━━━ Data lines

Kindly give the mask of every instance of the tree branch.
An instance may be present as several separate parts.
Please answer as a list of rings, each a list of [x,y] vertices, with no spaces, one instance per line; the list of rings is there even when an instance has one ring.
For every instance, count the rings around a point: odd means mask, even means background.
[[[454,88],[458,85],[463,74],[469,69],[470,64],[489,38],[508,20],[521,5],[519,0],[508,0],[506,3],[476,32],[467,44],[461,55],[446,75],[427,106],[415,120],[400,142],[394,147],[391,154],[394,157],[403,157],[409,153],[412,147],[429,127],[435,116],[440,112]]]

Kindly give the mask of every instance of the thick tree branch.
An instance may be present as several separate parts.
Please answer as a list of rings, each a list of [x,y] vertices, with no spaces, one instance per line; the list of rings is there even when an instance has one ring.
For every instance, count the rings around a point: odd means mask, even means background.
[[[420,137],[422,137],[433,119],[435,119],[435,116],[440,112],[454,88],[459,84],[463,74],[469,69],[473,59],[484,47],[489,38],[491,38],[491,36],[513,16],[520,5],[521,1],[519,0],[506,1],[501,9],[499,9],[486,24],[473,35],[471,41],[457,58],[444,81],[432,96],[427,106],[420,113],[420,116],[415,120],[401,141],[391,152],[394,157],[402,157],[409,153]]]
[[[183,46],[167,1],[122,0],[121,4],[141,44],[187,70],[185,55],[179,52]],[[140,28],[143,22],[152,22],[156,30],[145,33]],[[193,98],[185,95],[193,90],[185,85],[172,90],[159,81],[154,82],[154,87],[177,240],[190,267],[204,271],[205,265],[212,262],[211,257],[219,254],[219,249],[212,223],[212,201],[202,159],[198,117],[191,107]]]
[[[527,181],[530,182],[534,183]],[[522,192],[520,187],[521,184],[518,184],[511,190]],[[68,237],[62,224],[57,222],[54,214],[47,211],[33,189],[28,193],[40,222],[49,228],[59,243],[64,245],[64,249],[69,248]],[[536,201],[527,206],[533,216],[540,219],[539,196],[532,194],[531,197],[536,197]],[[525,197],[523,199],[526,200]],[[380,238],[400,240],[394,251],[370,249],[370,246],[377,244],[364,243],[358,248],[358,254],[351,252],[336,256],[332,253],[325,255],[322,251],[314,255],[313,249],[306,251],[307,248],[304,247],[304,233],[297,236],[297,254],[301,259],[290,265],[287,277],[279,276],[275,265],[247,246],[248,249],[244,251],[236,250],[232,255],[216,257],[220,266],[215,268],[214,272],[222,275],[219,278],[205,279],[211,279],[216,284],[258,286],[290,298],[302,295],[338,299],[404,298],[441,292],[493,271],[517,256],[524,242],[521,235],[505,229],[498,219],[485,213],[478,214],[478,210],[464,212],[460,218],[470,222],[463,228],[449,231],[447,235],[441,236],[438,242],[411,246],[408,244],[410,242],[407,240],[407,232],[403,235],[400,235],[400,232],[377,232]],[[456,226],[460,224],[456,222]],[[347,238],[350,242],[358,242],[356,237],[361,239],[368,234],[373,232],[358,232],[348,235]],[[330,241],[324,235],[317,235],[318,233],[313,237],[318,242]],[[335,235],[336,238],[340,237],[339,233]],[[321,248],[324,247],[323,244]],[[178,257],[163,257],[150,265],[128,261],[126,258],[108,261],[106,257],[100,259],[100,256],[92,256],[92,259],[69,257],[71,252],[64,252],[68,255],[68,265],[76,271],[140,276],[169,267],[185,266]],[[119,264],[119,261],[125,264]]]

━━━━━━

Challenge:
Extract each record, keeping it identical to the original.

Finished answer:
Kindly give the mask of every instance of the tree branch.
An instance may be present as several separate parts.
Please answer as a list of rings, each a list of [x,y] vertices, with no spaces, one instance per line; the list of rings is there even when an instance has one ring.
For every instance, count the rings around a point: odd means mask, even means background.
[[[454,88],[458,85],[463,74],[469,69],[470,64],[489,38],[508,20],[521,5],[519,0],[508,0],[506,3],[476,32],[467,44],[461,55],[446,75],[427,106],[415,120],[400,142],[394,147],[391,154],[394,157],[403,157],[409,153],[412,147],[429,127],[435,116],[440,112]]]

Kindly give the mask of every instance of the thick tree branch.
An instance may be present as several separate parts.
Please answer as a list of rings, each a list of [x,y] vertices, with no spaces, one instance per line; the list of rings is there even when an instance has one ring.
For every instance, count the rings around a point: odd means mask, even means background.
[[[420,137],[422,137],[433,119],[435,119],[435,116],[440,112],[454,88],[459,84],[463,74],[469,69],[473,59],[484,47],[489,38],[491,38],[491,36],[513,16],[520,5],[521,1],[519,0],[506,1],[501,9],[499,9],[486,24],[473,35],[471,41],[457,58],[444,81],[432,96],[427,106],[420,113],[420,116],[415,120],[401,141],[391,152],[394,157],[402,157],[409,153]]]
[[[183,46],[167,1],[122,0],[121,4],[141,44],[187,70],[185,55],[179,52]],[[140,28],[143,22],[152,22],[156,30],[145,33]],[[193,98],[185,95],[193,90],[185,85],[172,90],[159,81],[154,82],[154,87],[177,240],[190,267],[204,271],[205,265],[212,262],[211,257],[219,254],[219,249],[212,223],[212,201],[202,159],[198,117],[191,107]]]
[[[527,181],[530,182],[534,183]],[[522,192],[520,187],[521,184],[518,184],[511,190]],[[68,237],[62,224],[57,222],[54,214],[47,211],[33,189],[28,193],[40,222],[49,228],[59,243],[64,245],[64,249],[69,248]],[[536,201],[527,206],[533,216],[540,219],[539,196],[532,194],[531,197],[536,197]],[[525,197],[523,199],[526,200]],[[380,238],[400,240],[394,251],[370,249],[370,246],[377,244],[364,243],[358,248],[358,254],[351,252],[336,256],[332,253],[325,255],[322,251],[314,255],[313,249],[306,251],[307,248],[304,247],[304,233],[297,236],[297,254],[301,259],[290,265],[287,277],[279,276],[275,265],[247,246],[248,249],[244,251],[236,250],[232,255],[216,257],[220,266],[215,268],[214,272],[222,275],[219,278],[205,279],[211,279],[216,284],[258,286],[290,298],[302,295],[338,299],[404,298],[441,292],[493,271],[517,256],[524,242],[521,235],[505,229],[498,219],[485,213],[478,214],[478,210],[464,212],[460,218],[470,222],[463,228],[449,231],[447,235],[441,236],[438,242],[411,246],[408,244],[410,242],[407,240],[407,232],[403,235],[400,235],[400,232],[377,232]],[[456,226],[460,224],[456,222]],[[347,238],[350,242],[358,242],[356,237],[361,239],[368,234],[373,232],[358,232],[348,235]],[[330,241],[324,235],[317,235],[318,233],[313,237],[318,242]],[[335,235],[336,238],[340,237],[339,233]],[[321,248],[324,247],[323,244]],[[178,257],[163,257],[150,265],[128,261],[126,258],[108,261],[106,257],[100,259],[100,256],[92,256],[92,259],[69,257],[71,252],[64,252],[68,255],[68,265],[76,271],[140,276],[169,267],[185,266]],[[119,264],[119,261],[125,264]]]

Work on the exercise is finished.